*REQUEST*: Locate each line in the records below that contains the word "catching", and copy every such line in full.

*MATERIAL PROVIDED*:
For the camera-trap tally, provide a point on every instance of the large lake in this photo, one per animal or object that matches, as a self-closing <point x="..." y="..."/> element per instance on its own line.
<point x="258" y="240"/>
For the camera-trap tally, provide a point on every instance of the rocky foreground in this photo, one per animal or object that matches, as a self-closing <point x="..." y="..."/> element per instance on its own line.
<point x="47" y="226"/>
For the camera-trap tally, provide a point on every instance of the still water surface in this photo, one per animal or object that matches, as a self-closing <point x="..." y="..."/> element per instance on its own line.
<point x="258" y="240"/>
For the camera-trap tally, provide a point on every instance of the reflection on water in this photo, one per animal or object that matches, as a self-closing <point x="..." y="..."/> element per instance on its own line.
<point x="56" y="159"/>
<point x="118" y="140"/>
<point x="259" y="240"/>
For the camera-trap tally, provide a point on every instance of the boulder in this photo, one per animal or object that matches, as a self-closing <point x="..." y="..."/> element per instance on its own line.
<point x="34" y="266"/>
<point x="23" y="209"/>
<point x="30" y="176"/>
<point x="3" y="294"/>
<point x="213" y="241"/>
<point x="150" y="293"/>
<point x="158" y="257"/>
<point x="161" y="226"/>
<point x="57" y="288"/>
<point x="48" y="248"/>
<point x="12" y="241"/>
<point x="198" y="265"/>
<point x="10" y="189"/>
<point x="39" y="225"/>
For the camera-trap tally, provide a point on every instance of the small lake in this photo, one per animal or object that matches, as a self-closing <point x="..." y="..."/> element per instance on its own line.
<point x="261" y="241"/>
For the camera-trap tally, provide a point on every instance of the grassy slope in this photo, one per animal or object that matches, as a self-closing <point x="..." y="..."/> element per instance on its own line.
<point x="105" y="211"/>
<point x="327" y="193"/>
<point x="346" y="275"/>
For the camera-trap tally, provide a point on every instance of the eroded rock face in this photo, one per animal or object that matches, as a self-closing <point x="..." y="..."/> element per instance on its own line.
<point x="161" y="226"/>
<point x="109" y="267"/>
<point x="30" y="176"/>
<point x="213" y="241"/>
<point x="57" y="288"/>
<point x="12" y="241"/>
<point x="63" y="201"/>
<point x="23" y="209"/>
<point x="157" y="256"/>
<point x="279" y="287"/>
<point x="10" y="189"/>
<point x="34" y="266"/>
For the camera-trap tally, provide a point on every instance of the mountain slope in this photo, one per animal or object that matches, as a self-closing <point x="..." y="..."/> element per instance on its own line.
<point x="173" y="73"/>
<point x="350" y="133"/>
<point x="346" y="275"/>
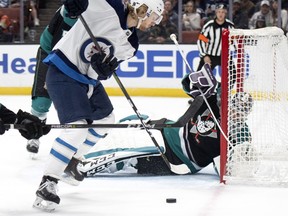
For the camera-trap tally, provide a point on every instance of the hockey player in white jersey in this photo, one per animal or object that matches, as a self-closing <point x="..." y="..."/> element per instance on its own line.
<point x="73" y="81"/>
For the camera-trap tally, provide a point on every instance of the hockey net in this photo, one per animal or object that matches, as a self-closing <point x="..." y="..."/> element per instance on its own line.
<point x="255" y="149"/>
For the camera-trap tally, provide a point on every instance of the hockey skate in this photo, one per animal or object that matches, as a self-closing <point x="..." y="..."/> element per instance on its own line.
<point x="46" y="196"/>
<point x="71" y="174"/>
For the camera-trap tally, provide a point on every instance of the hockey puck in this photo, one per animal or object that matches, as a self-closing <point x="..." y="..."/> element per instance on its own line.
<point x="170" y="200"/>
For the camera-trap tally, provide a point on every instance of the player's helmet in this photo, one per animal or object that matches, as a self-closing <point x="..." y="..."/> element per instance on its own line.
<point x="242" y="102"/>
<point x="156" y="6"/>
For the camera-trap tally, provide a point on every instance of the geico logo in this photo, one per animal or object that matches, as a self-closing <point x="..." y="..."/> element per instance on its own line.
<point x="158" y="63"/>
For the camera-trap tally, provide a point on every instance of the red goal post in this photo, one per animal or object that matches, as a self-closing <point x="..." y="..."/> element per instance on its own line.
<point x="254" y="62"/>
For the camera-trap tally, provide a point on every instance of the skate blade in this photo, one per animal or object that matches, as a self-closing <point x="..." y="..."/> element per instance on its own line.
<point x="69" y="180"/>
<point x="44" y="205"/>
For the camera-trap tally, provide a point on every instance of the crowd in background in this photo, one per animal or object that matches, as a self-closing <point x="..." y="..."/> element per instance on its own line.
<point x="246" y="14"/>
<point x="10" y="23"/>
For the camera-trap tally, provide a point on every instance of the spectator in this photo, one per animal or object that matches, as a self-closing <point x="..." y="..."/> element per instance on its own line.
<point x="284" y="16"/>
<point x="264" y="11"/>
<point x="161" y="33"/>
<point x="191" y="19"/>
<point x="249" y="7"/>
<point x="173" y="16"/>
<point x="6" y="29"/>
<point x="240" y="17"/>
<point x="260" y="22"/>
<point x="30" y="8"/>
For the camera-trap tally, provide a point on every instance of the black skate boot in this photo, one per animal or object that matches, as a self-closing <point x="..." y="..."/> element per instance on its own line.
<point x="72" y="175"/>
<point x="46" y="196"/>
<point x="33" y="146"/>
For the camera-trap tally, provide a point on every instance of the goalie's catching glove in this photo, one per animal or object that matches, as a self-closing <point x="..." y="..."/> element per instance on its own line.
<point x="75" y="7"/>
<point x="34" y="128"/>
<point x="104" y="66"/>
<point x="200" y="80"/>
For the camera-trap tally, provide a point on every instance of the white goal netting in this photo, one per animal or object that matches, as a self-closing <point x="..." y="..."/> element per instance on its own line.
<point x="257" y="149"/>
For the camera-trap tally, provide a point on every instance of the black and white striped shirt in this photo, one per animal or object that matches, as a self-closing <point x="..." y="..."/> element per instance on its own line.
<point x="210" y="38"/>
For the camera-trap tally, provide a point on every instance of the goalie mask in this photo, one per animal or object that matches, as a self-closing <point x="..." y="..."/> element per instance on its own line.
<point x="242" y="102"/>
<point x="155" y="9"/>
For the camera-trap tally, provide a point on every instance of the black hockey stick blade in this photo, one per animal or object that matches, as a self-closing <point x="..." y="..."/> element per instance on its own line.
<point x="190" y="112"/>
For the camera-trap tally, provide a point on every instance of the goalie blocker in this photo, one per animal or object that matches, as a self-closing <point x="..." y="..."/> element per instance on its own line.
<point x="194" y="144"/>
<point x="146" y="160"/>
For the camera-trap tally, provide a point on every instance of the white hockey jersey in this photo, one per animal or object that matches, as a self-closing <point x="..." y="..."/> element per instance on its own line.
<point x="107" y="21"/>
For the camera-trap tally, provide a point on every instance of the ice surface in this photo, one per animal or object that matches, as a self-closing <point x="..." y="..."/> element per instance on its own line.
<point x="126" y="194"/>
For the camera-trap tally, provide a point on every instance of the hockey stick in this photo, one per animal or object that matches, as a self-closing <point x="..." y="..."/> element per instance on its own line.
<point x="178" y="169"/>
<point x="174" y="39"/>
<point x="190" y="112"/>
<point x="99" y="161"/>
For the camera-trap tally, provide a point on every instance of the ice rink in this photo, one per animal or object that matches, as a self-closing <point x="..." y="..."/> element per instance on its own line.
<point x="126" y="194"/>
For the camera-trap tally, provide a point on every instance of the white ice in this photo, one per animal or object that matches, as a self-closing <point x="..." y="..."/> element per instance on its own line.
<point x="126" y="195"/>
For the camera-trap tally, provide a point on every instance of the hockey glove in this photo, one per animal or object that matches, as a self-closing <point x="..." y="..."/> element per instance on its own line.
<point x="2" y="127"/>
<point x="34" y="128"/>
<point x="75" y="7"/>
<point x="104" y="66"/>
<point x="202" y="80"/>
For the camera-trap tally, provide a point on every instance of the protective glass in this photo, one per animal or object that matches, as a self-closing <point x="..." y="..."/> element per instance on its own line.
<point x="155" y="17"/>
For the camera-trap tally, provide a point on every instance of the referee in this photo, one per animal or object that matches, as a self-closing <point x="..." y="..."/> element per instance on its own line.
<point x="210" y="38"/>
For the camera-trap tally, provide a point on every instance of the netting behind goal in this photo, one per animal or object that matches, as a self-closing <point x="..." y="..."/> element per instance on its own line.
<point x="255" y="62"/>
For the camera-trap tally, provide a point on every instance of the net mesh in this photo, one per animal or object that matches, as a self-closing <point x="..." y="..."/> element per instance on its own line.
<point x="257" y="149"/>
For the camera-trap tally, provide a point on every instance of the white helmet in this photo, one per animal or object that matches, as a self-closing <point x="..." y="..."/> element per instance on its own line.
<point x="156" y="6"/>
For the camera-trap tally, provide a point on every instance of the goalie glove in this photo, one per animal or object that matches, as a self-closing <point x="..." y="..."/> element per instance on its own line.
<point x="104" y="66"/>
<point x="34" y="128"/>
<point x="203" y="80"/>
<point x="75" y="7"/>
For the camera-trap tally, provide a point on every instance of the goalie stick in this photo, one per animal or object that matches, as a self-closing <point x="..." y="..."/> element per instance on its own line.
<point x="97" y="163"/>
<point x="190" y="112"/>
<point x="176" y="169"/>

--

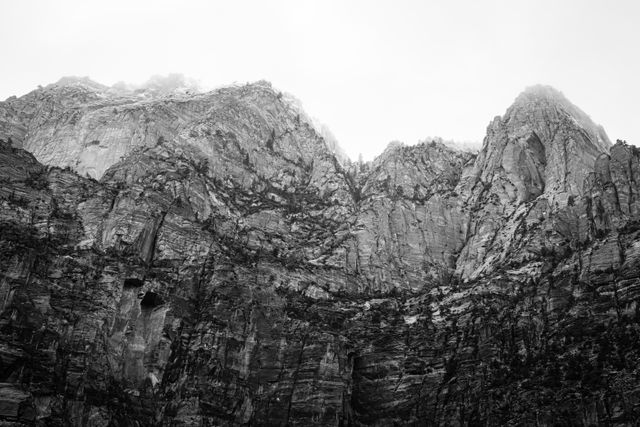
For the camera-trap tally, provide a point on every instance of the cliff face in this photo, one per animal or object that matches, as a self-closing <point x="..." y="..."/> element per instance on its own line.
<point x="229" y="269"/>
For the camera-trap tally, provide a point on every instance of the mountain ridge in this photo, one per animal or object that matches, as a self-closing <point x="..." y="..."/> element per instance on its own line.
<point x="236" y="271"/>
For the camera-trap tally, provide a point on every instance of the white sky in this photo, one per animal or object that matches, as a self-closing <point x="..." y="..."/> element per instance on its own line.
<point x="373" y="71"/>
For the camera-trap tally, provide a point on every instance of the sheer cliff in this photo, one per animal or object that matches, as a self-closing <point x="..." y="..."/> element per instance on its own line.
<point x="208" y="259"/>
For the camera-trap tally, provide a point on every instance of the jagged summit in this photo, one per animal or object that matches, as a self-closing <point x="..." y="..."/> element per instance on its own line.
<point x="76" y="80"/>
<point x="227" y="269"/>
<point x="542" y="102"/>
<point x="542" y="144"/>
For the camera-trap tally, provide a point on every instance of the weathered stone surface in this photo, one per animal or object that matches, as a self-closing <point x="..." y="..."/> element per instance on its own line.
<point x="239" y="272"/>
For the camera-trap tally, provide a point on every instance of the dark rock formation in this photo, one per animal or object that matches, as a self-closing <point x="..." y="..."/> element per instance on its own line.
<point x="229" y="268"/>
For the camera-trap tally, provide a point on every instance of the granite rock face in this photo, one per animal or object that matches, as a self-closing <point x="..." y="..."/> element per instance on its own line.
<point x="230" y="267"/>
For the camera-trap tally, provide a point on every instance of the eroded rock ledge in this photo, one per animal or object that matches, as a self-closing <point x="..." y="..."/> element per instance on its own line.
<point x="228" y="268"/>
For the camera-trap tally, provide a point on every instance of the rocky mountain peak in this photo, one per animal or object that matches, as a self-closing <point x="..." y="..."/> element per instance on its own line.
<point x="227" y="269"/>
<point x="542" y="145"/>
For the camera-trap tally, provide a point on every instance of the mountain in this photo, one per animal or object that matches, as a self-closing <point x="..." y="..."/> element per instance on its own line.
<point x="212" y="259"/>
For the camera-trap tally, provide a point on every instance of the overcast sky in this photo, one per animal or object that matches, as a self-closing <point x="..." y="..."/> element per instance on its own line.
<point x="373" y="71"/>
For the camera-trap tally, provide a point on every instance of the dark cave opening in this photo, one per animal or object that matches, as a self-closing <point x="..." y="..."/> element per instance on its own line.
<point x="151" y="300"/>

*REPLY TO THE EXERCISE*:
For the camera-trap tally, provide a point on every instance of the goalie's catching glove in this photo, one per animal or object that matches, as a self-closing <point x="..." y="..."/> element per instance on its own line.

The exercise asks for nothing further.